*** EXTRACTED INFORMATION Section Begins ***
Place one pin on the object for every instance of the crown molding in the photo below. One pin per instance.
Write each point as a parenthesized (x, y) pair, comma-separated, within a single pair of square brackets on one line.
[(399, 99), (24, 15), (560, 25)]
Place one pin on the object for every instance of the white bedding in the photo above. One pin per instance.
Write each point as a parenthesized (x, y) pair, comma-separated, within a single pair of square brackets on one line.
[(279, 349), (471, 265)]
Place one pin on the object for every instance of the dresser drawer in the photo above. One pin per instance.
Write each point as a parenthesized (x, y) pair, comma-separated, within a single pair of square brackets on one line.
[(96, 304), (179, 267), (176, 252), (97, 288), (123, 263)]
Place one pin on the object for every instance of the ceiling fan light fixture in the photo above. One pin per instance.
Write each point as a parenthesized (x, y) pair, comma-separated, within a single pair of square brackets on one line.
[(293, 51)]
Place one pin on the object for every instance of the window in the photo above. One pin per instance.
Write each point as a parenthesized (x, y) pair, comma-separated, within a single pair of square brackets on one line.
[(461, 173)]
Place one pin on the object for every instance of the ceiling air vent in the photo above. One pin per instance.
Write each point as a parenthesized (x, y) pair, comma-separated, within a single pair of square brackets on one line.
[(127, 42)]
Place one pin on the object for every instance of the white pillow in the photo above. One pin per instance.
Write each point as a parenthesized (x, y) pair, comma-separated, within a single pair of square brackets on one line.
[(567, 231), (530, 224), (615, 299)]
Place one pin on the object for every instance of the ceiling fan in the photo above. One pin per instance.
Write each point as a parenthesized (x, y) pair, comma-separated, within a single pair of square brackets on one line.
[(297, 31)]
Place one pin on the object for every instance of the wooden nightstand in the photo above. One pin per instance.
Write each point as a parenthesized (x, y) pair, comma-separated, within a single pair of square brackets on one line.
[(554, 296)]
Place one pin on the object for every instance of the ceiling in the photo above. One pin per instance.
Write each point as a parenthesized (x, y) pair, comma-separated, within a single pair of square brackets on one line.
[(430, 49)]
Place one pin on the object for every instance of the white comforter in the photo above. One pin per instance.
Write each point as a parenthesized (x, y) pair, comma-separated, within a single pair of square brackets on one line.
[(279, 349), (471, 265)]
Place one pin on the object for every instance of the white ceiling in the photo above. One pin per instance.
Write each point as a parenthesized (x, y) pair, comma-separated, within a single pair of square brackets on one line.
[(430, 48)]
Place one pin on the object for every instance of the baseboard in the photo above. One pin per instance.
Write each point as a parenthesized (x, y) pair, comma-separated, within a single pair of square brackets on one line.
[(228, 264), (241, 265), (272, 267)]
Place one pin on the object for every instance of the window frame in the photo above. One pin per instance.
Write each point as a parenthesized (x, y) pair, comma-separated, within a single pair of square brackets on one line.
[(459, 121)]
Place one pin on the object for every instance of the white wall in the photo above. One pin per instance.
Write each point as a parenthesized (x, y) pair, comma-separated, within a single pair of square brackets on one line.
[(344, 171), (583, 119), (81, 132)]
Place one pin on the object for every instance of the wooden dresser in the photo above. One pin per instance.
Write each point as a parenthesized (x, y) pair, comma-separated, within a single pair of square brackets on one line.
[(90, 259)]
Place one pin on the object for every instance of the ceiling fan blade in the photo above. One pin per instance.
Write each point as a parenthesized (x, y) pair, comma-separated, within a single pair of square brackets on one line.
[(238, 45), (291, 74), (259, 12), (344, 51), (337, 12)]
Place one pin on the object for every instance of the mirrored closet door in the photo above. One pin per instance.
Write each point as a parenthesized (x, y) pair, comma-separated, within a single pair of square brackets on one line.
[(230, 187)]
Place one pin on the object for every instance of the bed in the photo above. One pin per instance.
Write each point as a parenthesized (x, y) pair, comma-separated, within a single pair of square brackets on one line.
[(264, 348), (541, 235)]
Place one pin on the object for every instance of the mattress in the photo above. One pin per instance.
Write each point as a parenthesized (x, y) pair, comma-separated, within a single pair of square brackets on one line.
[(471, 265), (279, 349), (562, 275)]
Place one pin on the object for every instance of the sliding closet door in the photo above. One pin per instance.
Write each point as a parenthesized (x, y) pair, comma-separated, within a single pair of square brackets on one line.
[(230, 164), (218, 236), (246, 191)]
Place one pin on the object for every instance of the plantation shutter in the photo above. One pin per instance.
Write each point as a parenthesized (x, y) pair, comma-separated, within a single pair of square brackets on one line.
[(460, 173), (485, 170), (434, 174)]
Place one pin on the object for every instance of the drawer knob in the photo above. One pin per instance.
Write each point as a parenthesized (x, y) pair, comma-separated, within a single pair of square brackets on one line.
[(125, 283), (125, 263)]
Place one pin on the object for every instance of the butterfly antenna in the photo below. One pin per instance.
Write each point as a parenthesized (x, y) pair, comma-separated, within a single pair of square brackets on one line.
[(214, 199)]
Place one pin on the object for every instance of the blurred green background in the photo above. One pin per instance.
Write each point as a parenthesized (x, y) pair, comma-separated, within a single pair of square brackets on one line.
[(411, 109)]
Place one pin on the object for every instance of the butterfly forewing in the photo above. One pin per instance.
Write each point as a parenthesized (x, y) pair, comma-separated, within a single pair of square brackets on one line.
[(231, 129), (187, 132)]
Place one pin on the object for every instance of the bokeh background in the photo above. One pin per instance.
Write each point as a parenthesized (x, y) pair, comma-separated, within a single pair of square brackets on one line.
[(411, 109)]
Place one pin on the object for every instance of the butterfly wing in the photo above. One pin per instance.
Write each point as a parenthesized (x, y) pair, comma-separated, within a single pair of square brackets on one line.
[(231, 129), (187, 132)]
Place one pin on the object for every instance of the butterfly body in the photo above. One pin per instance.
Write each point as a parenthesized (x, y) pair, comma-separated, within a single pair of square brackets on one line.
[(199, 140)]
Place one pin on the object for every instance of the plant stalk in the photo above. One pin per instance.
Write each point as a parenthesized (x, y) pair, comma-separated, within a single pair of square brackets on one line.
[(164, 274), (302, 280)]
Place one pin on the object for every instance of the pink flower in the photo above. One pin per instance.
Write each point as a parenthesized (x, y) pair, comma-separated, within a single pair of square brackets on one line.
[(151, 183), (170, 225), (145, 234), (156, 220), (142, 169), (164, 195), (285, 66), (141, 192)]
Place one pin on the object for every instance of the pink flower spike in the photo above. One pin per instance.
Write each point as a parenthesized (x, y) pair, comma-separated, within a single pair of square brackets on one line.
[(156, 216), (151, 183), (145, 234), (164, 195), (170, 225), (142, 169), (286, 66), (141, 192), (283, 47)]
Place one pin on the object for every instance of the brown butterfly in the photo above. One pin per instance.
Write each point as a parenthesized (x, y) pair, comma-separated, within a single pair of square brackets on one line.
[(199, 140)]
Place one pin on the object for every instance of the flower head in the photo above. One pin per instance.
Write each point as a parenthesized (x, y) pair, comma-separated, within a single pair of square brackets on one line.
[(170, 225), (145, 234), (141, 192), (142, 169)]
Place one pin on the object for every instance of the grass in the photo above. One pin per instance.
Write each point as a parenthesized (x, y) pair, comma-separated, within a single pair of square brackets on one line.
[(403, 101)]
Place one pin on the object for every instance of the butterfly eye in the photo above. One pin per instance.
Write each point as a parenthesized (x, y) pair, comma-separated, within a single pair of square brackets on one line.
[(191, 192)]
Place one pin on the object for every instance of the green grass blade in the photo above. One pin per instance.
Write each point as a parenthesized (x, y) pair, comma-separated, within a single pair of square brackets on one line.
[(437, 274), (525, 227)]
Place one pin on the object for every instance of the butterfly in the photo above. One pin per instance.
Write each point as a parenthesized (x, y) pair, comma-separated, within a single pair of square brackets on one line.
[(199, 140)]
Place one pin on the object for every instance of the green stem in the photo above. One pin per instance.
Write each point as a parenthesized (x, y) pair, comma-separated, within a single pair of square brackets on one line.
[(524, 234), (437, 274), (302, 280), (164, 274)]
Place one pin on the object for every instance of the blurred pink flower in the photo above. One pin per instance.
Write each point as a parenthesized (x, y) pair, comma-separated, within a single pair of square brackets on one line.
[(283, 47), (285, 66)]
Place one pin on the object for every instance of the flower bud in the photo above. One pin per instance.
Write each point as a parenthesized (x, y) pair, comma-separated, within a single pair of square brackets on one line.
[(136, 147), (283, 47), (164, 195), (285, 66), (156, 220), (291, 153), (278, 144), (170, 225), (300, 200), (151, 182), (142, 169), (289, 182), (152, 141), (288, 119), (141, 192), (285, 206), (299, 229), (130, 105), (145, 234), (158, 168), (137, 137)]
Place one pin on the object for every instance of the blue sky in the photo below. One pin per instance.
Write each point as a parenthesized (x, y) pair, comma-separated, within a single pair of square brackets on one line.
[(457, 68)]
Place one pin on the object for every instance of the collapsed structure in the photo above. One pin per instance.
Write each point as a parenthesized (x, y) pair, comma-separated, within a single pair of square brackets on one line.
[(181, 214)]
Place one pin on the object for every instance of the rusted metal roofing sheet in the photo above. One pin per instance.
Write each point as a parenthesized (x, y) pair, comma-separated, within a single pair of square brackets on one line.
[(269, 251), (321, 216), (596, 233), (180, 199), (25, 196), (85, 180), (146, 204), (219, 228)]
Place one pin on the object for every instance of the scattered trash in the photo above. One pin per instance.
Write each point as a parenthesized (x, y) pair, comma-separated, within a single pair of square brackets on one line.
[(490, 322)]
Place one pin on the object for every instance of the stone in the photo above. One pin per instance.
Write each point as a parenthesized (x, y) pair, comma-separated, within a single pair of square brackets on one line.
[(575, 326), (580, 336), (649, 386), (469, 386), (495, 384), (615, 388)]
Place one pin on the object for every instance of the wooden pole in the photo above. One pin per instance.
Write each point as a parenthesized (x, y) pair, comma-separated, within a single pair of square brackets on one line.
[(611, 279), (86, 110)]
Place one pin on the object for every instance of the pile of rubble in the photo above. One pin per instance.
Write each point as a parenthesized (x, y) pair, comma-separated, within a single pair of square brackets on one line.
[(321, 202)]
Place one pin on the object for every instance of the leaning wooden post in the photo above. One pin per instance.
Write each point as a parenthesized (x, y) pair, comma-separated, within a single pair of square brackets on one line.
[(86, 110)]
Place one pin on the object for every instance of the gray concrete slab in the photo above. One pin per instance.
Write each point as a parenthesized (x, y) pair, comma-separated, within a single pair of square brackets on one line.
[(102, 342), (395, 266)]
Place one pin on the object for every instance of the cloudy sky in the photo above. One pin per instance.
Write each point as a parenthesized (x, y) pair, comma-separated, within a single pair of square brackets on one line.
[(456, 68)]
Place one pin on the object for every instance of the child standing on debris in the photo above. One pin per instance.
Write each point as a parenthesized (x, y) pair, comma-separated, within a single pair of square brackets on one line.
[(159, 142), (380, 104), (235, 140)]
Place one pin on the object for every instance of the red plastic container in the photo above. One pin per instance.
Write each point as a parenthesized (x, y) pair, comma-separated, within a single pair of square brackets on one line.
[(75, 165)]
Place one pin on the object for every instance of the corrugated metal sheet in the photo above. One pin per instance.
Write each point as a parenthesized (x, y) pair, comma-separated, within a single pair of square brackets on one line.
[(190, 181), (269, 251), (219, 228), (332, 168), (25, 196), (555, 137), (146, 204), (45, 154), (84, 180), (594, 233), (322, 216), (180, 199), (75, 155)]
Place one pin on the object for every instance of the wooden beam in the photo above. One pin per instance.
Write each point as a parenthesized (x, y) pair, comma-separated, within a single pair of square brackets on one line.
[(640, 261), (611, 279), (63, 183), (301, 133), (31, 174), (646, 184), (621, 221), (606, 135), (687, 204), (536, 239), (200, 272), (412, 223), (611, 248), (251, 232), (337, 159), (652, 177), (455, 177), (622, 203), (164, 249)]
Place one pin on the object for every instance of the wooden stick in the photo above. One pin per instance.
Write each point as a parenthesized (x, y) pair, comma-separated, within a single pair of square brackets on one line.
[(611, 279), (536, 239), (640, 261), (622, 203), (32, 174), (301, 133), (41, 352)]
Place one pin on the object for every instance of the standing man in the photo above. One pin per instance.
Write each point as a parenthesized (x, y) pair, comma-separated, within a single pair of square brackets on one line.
*** EXTRACTED INFORMATION Section Ends ***
▸ ACTION ITEM
Please print the records above exactly from their first line. End with the line containing "the ceiling air", and include it.

▸ ANSWER SECTION
Place one pin on the object for every instance of the crown molding in the photo below. One pin per instance.
Write each point as a parenthesized (x, y) pair, comma-separated, within a single pair of square brackets on one line.
[(399, 99), (24, 15), (560, 25)]
Place one pin on the object for every instance of the white bedding in the photo above. One pin per instance.
Write each point as a parenthesized (x, y) pair, comma-separated, within a single pair of square brackets on one line.
[(279, 349), (471, 265)]
Place one pin on the object for every instance of the dresser drawer in the photo above. One pin per instance.
Write each point as a parenthesized (x, y) pair, comma-separated, within a single pair of square brackets on one line.
[(96, 304), (179, 267), (176, 252), (97, 288), (123, 263)]
Place one pin on the object for every instance of the ceiling fan light fixture in the photo above. One pin per instance.
Write each point as a parenthesized (x, y) pair, comma-separated, within a single pair of square brackets on one line.
[(293, 51)]
Place one pin on the object for every instance of the window in the photo above. One pin per instance.
Write each point as a parenthesized (x, y) pair, comma-separated, within a single pair of square brackets on one line.
[(461, 173)]
Place one pin on the object for every instance of the ceiling air vent in the photo above. One pin per instance.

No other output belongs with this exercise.